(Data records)
- - - - -
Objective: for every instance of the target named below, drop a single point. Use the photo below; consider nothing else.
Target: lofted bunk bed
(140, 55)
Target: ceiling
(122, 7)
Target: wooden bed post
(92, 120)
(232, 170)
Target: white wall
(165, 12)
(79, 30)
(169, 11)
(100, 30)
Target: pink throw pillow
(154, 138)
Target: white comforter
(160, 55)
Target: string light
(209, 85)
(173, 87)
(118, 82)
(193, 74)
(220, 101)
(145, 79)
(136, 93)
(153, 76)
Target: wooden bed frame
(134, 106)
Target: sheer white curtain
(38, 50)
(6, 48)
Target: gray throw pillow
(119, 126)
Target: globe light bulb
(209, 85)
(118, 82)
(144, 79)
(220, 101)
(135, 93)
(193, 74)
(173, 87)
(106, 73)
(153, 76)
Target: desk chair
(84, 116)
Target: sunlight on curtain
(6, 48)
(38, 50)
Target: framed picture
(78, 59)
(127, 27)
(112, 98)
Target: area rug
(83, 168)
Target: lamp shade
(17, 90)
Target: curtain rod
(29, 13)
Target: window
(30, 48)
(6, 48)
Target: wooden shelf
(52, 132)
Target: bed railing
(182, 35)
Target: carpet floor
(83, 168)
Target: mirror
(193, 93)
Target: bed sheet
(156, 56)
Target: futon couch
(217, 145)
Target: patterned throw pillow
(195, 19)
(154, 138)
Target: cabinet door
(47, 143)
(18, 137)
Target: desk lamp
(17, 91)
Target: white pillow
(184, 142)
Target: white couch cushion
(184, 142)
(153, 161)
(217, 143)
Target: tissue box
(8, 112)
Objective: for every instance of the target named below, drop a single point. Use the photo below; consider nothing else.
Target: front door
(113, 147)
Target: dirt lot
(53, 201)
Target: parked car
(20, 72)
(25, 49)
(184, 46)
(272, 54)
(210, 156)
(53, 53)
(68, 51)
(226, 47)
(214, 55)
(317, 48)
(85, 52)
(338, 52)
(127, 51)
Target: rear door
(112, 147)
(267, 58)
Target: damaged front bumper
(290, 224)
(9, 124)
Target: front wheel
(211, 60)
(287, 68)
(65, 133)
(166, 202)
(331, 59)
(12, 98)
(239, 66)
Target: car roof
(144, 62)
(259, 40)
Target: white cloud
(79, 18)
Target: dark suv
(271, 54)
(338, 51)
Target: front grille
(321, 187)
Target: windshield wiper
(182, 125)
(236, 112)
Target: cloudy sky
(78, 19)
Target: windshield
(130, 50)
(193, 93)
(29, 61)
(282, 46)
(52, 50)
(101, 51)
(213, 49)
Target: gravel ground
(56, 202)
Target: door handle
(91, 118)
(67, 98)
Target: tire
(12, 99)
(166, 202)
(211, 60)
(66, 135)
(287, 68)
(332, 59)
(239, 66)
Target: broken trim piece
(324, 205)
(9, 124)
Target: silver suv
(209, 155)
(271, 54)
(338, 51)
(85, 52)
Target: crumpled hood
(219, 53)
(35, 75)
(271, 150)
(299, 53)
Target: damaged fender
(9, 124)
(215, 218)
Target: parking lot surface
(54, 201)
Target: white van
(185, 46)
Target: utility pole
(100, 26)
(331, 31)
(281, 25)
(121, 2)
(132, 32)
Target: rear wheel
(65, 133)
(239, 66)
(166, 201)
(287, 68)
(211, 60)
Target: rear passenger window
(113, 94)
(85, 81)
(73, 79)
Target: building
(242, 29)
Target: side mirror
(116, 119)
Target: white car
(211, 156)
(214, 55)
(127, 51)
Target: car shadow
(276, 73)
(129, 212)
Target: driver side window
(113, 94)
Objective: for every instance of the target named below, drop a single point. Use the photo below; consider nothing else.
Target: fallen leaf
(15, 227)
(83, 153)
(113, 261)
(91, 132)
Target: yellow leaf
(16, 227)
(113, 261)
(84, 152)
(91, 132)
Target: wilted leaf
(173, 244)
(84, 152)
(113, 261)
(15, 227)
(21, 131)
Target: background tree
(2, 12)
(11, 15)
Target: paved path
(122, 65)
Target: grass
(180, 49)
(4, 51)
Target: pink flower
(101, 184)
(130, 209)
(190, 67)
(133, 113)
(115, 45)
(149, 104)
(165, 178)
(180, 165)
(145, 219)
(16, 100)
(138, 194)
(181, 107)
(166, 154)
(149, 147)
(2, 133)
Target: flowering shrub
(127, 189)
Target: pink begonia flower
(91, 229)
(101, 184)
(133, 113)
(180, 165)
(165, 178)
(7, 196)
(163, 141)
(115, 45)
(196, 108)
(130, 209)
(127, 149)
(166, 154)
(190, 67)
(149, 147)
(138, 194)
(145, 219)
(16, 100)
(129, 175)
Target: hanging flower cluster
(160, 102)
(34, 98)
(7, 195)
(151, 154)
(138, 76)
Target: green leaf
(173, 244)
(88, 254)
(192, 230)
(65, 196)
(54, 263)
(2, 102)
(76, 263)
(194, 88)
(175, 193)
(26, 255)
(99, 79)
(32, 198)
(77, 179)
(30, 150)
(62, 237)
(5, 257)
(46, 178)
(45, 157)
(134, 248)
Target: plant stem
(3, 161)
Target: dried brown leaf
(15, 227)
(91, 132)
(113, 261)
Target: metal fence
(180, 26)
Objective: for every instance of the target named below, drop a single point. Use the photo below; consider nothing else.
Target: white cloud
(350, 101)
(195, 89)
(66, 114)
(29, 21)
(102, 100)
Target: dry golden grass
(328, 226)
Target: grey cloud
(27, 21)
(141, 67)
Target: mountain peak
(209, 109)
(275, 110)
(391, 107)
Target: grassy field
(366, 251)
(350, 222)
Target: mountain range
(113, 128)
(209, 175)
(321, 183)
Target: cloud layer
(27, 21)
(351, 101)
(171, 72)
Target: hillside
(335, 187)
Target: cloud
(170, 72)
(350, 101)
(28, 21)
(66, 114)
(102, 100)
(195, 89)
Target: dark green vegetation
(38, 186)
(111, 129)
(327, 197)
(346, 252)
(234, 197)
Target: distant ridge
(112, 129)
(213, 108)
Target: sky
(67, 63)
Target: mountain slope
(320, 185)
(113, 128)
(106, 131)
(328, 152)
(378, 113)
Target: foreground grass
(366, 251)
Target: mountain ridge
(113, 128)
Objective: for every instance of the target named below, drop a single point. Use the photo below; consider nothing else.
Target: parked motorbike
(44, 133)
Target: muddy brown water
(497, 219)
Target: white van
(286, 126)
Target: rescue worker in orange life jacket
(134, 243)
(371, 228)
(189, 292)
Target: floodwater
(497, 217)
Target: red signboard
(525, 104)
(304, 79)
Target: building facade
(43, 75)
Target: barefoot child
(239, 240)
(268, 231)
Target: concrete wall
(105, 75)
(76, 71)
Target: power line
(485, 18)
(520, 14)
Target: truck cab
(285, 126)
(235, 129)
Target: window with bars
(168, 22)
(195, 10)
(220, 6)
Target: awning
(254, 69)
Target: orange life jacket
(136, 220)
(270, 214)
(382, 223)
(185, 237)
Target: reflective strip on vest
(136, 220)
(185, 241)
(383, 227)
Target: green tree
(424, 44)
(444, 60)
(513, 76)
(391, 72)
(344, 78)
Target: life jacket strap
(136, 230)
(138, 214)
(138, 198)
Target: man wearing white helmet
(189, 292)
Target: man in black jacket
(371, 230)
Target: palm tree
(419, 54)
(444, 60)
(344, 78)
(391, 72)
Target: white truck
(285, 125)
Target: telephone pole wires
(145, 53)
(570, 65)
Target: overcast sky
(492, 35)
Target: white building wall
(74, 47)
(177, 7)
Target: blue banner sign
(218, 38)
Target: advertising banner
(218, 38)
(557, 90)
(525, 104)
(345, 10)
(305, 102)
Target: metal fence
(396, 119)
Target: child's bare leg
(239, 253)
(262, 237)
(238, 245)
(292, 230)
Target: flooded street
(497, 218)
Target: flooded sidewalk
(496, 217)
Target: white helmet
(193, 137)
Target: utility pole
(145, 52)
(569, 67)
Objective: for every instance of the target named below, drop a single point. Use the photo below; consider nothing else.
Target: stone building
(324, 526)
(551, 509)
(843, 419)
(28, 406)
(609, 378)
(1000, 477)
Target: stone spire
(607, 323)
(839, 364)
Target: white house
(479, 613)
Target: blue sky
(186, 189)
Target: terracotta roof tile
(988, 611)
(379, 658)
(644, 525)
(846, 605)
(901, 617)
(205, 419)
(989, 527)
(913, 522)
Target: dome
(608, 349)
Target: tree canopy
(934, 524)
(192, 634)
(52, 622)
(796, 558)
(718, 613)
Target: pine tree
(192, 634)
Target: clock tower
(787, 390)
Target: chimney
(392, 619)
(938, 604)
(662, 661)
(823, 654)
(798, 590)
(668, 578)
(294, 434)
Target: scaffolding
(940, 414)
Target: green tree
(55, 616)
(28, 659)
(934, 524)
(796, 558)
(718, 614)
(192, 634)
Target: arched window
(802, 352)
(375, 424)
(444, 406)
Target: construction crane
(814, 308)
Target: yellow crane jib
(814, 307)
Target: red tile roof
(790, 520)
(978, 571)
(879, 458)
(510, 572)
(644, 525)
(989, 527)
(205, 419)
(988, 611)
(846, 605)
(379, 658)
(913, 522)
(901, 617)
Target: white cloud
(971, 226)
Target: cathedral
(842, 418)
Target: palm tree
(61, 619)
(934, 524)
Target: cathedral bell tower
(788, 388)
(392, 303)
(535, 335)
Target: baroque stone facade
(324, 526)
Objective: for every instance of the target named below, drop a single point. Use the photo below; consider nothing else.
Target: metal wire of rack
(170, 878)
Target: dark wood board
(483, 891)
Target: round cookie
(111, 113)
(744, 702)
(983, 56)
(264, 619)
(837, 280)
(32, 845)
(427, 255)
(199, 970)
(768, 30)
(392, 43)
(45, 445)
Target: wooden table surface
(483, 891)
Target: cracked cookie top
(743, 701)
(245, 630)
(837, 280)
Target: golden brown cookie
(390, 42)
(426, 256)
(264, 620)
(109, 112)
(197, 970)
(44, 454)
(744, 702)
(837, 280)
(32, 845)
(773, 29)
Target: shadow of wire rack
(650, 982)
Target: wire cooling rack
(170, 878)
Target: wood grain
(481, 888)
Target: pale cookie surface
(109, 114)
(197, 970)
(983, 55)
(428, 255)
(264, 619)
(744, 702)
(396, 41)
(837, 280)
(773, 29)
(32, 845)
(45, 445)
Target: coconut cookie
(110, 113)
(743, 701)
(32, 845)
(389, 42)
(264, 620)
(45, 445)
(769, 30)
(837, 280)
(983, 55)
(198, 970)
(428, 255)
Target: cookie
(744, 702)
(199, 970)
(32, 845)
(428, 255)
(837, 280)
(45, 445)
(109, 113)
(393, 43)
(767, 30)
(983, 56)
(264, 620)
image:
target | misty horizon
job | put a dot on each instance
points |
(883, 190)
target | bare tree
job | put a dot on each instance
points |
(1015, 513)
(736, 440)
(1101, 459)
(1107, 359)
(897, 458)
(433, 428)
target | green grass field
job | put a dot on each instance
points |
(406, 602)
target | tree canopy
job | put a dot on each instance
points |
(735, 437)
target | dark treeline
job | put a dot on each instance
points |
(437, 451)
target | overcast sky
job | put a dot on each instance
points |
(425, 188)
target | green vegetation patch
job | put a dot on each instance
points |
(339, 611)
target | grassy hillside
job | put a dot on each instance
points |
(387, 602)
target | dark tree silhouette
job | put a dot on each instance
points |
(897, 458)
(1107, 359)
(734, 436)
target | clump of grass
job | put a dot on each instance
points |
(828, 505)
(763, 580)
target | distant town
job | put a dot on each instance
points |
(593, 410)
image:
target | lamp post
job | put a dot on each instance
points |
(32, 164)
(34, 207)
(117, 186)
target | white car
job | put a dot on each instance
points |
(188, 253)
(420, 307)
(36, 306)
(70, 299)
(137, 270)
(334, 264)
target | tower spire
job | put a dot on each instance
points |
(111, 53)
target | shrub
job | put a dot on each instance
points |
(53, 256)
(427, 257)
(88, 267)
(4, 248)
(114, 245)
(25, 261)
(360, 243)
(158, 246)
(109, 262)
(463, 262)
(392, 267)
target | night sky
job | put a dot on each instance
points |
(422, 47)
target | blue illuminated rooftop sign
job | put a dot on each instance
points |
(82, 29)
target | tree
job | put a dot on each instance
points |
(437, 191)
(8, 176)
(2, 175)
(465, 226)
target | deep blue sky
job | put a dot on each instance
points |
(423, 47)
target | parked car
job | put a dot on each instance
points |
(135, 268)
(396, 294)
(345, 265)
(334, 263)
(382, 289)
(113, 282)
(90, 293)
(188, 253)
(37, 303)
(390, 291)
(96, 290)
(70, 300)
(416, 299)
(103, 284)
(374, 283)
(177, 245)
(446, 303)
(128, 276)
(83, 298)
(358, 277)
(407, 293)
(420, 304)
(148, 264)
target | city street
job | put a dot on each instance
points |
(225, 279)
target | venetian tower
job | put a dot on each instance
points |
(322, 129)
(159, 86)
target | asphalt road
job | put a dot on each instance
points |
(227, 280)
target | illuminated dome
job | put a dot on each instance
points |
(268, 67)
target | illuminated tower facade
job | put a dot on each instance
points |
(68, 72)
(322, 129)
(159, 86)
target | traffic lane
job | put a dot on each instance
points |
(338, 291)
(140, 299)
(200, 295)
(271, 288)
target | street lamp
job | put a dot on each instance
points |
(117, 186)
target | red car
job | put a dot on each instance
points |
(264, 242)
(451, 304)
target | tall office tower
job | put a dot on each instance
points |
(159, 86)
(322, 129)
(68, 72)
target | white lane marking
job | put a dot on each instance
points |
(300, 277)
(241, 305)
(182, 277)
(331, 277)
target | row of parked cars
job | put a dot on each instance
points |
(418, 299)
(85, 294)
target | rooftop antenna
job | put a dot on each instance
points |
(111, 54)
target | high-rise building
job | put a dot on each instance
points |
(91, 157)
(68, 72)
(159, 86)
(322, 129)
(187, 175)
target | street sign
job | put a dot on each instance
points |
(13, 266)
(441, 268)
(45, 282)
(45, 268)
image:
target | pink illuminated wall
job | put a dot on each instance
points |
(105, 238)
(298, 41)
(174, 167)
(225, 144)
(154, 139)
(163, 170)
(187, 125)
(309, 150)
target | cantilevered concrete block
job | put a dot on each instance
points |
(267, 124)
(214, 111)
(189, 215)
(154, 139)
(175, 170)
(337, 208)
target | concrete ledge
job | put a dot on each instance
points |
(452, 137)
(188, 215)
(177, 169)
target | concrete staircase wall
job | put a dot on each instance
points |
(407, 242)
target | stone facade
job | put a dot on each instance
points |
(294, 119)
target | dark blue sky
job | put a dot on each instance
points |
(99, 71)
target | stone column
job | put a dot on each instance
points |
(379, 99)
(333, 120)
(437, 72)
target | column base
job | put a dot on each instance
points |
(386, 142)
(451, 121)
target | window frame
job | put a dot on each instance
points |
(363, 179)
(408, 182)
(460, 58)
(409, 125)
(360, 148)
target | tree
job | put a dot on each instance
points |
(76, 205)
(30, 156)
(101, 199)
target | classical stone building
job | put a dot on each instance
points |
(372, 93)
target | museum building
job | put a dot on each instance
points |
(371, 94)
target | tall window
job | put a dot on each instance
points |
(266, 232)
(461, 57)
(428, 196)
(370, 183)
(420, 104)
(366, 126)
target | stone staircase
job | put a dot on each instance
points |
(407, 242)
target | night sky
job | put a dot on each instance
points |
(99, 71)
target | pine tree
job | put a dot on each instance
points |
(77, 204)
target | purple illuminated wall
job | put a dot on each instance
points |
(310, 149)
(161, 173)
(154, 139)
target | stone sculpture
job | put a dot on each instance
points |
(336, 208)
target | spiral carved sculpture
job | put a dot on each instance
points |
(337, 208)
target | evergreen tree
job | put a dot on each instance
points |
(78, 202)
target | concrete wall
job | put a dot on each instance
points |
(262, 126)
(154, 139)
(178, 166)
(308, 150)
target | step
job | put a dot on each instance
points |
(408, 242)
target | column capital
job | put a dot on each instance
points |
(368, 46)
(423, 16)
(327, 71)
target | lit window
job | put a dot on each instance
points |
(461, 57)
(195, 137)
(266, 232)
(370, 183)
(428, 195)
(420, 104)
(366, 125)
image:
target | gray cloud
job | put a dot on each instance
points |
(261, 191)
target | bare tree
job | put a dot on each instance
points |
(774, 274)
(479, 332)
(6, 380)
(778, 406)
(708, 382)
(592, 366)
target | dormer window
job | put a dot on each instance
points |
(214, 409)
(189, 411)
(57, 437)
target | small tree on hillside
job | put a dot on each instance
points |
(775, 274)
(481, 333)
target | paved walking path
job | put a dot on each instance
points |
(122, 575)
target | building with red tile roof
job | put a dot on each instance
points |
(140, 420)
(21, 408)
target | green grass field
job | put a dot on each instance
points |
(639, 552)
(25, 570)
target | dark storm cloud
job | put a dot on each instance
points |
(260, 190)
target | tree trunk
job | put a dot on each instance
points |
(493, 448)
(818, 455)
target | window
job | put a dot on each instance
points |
- - - - -
(Activity) Count the lines in the data that contain the string "illuminated", and give nothing but that number.

(Task result) 5